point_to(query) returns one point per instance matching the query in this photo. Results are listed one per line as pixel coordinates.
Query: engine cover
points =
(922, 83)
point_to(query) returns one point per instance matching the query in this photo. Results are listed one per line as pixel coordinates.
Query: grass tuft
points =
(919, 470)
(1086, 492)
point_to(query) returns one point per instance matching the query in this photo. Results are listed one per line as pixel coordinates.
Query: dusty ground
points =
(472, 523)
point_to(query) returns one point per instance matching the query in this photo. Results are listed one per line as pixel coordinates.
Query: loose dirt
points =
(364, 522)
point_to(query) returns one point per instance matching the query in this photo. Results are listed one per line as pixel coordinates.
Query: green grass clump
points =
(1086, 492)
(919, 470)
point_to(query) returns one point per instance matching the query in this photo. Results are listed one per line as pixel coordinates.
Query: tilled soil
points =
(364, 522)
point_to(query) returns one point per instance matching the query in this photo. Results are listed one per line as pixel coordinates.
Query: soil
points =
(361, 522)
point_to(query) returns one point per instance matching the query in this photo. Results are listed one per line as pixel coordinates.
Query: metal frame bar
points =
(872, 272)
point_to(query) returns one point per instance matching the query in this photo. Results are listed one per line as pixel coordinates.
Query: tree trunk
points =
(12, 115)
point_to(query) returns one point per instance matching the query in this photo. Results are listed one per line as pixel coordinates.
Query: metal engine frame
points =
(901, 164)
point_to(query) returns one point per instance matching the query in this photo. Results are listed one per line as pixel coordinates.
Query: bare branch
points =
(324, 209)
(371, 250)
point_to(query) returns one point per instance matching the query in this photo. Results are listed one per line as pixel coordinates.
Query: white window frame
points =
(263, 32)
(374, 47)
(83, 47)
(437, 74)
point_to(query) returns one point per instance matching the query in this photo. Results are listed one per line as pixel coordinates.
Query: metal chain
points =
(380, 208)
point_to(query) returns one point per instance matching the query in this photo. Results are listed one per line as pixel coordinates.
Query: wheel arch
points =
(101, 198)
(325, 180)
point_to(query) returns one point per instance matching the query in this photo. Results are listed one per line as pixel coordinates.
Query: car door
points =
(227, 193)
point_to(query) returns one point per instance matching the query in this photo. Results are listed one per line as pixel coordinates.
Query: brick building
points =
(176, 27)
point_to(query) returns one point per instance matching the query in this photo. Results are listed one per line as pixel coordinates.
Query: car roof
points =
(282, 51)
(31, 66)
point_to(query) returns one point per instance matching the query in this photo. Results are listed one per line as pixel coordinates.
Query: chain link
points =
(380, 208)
━━━━━━━━━━━━━━━━
List each line in the data above that contains the word "frame".

RESULT FOR THIS TASK:
Query: metal frame bar
Query: metal engine frame
Query: white window frame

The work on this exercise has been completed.